What needs to be done: Copy the data below word for word. Start at its first line and go through the line that contains "x=238, y=701", including that line.

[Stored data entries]
** Start **

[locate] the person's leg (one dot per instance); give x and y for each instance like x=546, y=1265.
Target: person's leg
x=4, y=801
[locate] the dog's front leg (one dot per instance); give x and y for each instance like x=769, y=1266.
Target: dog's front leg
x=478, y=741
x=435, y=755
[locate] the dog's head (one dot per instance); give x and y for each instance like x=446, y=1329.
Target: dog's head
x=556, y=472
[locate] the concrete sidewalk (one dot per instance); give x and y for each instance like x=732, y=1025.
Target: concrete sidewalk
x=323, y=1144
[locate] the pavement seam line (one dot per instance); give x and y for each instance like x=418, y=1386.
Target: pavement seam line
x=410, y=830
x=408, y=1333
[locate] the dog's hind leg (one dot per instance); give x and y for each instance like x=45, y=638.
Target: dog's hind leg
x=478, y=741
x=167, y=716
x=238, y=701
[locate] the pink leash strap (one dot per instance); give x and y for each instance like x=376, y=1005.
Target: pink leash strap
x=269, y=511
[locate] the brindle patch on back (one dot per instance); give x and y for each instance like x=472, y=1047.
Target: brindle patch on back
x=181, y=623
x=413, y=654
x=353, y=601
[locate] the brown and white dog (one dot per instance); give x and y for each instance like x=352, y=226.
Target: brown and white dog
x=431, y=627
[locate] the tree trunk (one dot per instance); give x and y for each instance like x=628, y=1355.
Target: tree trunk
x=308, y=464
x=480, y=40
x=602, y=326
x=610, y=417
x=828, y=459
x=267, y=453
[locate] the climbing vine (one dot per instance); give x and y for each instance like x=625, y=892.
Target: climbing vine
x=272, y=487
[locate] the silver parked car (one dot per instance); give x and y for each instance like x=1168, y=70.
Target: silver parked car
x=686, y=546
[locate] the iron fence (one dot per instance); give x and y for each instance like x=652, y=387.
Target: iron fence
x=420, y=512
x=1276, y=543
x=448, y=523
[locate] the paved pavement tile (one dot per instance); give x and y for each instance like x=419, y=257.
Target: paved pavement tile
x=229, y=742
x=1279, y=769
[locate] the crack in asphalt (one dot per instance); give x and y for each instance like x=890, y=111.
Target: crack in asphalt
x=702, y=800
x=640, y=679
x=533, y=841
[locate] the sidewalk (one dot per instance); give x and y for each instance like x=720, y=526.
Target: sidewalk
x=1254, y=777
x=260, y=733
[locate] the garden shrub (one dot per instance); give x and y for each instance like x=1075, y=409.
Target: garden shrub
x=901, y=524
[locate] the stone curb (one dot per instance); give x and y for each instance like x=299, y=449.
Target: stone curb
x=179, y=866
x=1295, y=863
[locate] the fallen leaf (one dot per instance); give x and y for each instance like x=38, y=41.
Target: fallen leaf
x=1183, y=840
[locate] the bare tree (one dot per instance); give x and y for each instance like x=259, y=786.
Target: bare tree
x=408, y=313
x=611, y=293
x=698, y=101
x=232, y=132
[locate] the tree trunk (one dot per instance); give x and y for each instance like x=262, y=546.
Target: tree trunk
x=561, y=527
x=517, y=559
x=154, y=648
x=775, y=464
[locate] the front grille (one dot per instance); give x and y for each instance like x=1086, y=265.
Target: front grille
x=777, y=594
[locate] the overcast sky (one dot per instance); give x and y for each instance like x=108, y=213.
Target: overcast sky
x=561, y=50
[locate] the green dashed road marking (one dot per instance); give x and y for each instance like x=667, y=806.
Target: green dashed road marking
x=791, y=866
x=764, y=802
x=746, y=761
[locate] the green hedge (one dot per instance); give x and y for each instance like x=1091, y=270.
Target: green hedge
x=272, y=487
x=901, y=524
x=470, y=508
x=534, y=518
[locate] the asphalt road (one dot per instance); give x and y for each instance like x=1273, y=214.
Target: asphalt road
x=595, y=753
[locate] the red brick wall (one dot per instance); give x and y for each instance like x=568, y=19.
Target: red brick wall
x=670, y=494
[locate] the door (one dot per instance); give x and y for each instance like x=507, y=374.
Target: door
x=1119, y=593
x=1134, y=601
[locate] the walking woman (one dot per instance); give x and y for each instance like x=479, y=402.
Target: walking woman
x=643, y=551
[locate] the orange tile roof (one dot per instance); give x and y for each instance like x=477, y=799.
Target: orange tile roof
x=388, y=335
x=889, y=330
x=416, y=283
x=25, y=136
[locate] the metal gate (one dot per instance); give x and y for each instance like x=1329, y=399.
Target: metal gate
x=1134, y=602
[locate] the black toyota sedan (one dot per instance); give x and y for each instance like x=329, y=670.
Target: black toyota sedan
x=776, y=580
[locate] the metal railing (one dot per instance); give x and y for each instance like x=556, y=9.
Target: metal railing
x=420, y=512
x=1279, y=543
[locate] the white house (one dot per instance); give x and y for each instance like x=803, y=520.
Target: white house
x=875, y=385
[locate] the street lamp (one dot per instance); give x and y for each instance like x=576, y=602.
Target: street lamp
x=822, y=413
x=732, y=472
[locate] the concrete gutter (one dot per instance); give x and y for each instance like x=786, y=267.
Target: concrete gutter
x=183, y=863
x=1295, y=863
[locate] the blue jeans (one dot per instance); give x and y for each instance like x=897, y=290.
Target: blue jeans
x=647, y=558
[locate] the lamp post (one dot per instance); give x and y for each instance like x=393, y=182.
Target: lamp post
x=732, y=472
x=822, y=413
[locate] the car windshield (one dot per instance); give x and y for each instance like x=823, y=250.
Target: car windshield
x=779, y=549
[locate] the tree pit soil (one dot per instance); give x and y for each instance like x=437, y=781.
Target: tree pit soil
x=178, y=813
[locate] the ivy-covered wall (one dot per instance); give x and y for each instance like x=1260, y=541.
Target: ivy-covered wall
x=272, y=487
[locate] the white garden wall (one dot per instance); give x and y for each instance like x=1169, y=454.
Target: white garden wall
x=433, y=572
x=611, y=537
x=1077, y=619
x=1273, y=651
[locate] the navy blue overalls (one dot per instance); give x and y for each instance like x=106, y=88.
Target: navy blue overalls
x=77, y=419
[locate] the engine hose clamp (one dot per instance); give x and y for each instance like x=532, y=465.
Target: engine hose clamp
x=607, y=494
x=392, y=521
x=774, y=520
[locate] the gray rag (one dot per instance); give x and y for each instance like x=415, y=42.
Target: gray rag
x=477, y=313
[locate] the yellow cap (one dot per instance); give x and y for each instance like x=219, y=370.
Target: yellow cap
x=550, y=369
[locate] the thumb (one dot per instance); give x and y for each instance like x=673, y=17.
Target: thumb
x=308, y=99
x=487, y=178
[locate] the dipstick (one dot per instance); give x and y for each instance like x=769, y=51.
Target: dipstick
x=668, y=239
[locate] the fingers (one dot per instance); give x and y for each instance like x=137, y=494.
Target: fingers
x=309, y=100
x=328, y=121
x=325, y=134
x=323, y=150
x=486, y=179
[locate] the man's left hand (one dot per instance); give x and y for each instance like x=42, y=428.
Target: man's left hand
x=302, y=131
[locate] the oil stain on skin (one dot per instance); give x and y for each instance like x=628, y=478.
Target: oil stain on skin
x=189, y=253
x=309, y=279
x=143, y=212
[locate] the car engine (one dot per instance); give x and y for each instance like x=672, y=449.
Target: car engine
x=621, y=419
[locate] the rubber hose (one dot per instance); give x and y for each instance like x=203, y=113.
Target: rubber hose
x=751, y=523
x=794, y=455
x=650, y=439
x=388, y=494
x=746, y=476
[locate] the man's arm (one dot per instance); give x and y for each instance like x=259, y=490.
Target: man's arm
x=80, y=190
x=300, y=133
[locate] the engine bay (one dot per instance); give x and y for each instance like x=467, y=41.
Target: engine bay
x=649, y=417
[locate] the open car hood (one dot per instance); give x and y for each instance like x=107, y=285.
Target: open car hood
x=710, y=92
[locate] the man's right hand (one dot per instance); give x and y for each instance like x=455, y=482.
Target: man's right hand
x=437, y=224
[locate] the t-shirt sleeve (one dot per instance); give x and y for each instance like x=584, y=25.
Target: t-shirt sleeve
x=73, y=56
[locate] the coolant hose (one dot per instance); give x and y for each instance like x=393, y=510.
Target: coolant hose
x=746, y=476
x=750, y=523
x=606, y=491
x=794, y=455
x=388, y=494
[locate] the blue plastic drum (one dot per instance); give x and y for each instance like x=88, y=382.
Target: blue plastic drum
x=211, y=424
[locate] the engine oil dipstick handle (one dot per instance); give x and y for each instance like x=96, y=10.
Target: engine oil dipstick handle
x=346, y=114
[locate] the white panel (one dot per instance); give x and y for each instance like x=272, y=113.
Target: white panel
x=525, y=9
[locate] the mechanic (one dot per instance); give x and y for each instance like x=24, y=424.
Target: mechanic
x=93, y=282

** End **

Output for this exercise:
[locate] the person's leg (one dot per instance); give x and y for each instance like x=546, y=1265.
Target: person's leg
x=4, y=801
[locate] the dog's front leg (one dot per instance); give x and y for each instance like x=769, y=1266.
Target: dog's front leg
x=478, y=741
x=435, y=755
[locate] the dog's head (one dot per instance); give x and y for each instance like x=446, y=1329.
Target: dog's head
x=556, y=472
[locate] the concrete sidewalk (one dot per instance); give x and y for each instance like x=732, y=1025.
Target: concrete sidewalk
x=323, y=1144
[locate] the pavement seam line (one dot per instance); give x and y for each instance like x=418, y=1386.
Target: pavement seam line
x=410, y=830
x=408, y=1333
[locate] the dog's hind leg (one dot per instance); give x and y for each instance like x=45, y=638.
Target: dog's hind leg
x=478, y=741
x=167, y=716
x=238, y=701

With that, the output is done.